*DIRECTION:*
Render the records as a Markdown table with the columns Row and Line, giving each row a number and leaving out blank lines, starting at the first line of the records and ending at the line that contains "[[[25,63],[33,64],[61,64],[64,57],[44,50],[29,57]]]". Leave the pictures out of the answer.

*GIVEN DATA:*
>> BEGIN
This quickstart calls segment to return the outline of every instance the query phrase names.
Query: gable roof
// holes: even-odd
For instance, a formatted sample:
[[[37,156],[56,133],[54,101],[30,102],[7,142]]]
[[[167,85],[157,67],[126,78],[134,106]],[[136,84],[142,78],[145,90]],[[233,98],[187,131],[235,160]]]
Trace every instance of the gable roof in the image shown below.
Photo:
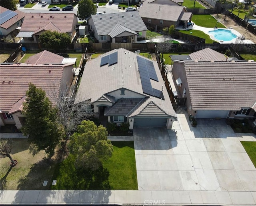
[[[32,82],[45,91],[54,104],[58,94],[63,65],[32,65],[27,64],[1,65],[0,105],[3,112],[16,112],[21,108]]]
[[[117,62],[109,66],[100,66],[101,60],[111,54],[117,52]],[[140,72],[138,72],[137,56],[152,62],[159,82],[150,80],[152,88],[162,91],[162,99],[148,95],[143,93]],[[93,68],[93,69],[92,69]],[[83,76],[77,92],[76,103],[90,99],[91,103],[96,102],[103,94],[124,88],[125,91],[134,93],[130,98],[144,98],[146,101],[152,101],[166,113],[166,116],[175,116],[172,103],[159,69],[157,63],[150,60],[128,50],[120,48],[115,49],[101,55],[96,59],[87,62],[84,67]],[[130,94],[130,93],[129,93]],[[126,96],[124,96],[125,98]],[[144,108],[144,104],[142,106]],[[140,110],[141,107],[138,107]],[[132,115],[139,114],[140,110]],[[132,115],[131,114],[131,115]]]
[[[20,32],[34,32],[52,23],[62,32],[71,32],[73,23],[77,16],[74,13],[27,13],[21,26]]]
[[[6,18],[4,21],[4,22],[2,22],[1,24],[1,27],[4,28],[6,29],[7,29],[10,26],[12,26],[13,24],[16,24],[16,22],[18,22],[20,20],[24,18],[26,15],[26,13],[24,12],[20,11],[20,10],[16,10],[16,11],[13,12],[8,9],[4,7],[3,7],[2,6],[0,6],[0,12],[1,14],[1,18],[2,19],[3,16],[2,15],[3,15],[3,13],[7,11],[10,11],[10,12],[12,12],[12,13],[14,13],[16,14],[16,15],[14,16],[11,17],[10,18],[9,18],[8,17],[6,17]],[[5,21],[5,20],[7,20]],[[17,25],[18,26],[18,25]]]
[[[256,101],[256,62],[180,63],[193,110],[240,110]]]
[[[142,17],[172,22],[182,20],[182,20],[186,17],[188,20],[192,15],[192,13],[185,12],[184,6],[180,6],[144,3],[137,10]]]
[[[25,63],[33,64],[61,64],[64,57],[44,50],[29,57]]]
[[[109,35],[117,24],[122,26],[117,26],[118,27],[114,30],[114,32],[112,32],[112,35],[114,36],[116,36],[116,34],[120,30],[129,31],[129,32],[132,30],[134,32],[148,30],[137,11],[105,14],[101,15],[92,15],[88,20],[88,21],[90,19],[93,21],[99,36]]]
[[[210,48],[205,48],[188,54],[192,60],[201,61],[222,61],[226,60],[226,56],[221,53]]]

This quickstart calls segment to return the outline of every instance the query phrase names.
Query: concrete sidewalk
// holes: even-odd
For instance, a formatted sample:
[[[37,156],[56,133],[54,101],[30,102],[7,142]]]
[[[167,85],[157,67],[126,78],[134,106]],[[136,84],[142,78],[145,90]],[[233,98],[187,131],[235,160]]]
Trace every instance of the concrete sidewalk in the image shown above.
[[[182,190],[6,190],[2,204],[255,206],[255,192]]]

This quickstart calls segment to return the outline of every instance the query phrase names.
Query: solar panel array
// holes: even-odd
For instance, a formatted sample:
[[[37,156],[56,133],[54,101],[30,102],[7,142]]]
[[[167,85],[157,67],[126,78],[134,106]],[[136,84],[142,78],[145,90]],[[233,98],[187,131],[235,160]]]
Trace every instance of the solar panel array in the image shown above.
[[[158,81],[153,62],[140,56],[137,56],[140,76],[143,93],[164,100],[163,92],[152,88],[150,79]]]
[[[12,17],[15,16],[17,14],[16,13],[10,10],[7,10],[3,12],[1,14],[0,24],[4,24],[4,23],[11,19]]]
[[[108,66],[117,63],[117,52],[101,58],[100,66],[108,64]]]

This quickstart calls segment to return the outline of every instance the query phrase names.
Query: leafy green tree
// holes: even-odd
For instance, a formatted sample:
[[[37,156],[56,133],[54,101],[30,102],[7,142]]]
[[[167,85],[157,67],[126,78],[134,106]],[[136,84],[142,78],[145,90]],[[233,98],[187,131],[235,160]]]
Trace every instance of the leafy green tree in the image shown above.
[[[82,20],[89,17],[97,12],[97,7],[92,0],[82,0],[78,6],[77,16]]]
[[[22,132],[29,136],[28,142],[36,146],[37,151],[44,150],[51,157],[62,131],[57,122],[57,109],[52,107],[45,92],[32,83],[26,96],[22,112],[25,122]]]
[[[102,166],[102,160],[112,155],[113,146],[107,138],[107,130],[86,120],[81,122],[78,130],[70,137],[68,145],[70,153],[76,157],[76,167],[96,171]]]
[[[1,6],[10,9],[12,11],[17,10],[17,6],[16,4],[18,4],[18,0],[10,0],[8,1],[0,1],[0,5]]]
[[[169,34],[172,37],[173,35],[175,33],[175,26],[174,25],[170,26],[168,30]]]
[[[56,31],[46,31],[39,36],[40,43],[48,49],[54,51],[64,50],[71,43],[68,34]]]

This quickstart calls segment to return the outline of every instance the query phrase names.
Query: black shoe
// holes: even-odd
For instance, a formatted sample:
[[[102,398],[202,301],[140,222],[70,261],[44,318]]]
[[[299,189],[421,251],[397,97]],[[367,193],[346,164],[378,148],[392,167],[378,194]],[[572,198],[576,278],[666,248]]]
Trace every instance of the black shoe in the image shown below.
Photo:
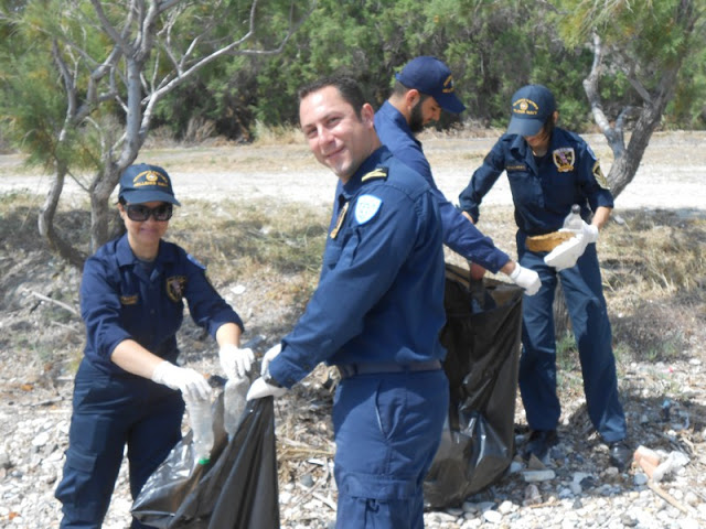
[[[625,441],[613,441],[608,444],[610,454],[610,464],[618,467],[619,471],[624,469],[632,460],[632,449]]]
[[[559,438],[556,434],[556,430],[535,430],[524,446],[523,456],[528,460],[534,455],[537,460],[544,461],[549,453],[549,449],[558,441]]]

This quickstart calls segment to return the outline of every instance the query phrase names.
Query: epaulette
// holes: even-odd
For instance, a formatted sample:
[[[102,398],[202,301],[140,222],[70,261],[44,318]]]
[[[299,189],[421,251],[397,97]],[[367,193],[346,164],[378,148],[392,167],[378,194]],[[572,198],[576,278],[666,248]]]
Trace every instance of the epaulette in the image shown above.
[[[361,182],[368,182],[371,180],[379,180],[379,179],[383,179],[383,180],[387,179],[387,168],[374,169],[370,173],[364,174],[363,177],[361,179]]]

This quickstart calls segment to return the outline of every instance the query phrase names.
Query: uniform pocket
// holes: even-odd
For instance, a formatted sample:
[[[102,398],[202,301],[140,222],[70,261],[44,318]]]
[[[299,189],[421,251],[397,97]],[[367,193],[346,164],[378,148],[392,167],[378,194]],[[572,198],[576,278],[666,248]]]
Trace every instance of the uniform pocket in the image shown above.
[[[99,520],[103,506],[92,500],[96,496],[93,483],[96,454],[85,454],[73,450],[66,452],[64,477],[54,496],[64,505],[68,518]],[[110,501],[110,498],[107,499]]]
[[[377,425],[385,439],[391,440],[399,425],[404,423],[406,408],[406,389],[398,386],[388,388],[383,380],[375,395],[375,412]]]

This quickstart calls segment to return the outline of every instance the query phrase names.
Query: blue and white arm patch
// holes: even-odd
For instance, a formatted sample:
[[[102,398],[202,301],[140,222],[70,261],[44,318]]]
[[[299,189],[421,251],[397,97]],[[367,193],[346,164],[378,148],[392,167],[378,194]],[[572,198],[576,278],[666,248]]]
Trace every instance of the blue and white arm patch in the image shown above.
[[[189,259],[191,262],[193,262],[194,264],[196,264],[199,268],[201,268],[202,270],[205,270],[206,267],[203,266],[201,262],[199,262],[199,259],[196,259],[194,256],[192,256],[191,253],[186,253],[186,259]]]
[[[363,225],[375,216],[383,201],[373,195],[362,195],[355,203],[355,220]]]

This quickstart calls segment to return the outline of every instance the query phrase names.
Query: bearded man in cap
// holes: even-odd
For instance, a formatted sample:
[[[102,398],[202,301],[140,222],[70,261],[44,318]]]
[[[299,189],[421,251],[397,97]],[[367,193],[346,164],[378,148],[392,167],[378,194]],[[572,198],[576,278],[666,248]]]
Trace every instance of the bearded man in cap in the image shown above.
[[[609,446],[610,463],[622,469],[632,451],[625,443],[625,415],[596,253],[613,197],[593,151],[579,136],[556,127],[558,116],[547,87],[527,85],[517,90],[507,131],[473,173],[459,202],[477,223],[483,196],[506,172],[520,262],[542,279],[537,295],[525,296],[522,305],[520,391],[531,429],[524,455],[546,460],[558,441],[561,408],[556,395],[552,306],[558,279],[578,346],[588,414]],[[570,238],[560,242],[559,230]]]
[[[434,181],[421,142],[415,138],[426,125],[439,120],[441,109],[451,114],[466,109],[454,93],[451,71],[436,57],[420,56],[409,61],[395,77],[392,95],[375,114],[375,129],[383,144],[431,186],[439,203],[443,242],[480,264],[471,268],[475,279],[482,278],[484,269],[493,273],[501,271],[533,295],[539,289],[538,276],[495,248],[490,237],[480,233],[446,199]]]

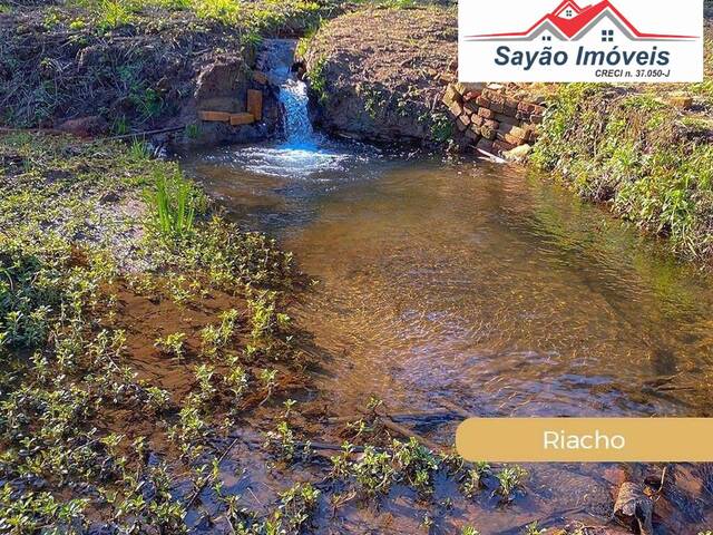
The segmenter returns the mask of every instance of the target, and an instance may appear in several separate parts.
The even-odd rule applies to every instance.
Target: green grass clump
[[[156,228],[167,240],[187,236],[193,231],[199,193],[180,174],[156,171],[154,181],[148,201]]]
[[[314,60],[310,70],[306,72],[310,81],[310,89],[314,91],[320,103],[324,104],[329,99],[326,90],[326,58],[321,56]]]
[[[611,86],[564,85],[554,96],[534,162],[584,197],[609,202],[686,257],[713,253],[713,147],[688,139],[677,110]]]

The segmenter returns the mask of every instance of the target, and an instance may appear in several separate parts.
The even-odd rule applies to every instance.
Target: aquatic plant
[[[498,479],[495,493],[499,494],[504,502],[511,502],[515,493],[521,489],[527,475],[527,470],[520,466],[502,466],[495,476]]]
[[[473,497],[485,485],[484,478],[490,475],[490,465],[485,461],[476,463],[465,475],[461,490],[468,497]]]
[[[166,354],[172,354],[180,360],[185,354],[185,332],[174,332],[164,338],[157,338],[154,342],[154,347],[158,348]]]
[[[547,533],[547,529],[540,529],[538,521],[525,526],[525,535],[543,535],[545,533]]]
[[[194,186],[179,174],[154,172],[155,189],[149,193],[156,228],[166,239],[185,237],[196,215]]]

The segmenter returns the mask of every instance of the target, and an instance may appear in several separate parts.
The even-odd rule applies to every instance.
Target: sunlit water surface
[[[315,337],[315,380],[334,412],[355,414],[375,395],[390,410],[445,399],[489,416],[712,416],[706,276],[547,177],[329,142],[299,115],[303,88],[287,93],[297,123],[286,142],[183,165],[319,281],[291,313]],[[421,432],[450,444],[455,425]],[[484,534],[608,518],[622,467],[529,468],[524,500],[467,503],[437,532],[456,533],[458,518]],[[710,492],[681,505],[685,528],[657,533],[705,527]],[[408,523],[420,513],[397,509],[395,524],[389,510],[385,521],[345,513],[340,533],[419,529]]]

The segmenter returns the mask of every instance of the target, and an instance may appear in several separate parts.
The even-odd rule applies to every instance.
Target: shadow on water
>> END
*CORRECT RESULT:*
| Row | Line |
|---|---|
| 1 | This quickstart calls segment to return the outline of every instance the query phrase names. |
| 2 | Query: gable roof |
| 3 | // holes: even-odd |
| 4 | For instance, a formatted sample: |
| 5 | [[[37,156],[56,133],[54,101],[30,102],[7,142]]] |
| 6 | [[[167,85],[157,67],[126,78],[134,106]],[[136,84],[142,78],[145,90]],[[233,98],[187,131],[235,160]]] |
| 7 | Trace every instance of the gable roof in the image shown below. |
| 8 | Photo: |
| 9 | [[[32,82],[45,91],[54,104],[58,94],[63,65],[32,65],[27,64],[1,65],[0,105],[3,112],[16,112],[21,108]]] |
| 10 | [[[117,62],[109,66],[100,66],[101,60],[111,54],[117,52]],[[140,72],[138,72],[137,56],[152,62],[159,82],[150,80],[152,88],[162,91],[162,99],[148,95],[143,93]],[[93,68],[93,69],[92,69]],[[83,76],[77,92],[76,103],[90,99],[91,103],[96,102],[103,94],[124,88],[125,91],[134,93],[130,98],[144,98],[146,101],[152,101],[166,113],[166,116],[175,116],[172,103],[159,69],[157,63],[150,60],[128,50],[120,48],[115,49],[101,55],[96,59],[87,62],[84,67]],[[130,94],[130,93],[129,93]],[[126,96],[124,96],[125,98]],[[144,108],[144,104],[142,106]],[[140,110],[141,107],[138,107]],[[132,115],[139,114],[140,110]],[[132,115],[131,114],[131,115]]] |
| 11 | [[[20,32],[34,32],[52,23],[62,32],[71,32],[73,23],[77,16],[74,13],[27,13],[21,26]]] |
| 12 | [[[6,18],[4,21],[4,22],[2,22],[1,24],[1,27],[4,28],[6,29],[7,29],[10,26],[12,26],[13,24],[16,24],[16,22],[18,22],[20,20],[24,18],[26,15],[26,13],[24,12],[20,11],[20,10],[16,10],[16,11],[13,12],[8,9],[4,7],[3,7],[2,6],[0,6],[0,12],[1,14],[1,18],[2,19],[3,16],[2,15],[3,15],[3,13],[7,11],[10,11],[10,12],[12,12],[12,13],[14,13],[16,14],[16,15],[14,16],[11,17],[10,18],[9,18],[8,17],[6,17]],[[5,21],[5,20],[7,20]],[[17,25],[18,26],[18,25]]] |
| 13 | [[[256,101],[256,62],[180,63],[193,110],[240,110]]] |
| 14 | [[[142,17],[172,22],[182,20],[182,20],[186,17],[188,20],[192,15],[192,13],[185,12],[184,6],[180,6],[144,3],[137,10]]] |
| 15 | [[[25,63],[33,64],[61,64],[64,57],[44,50],[29,57]]] |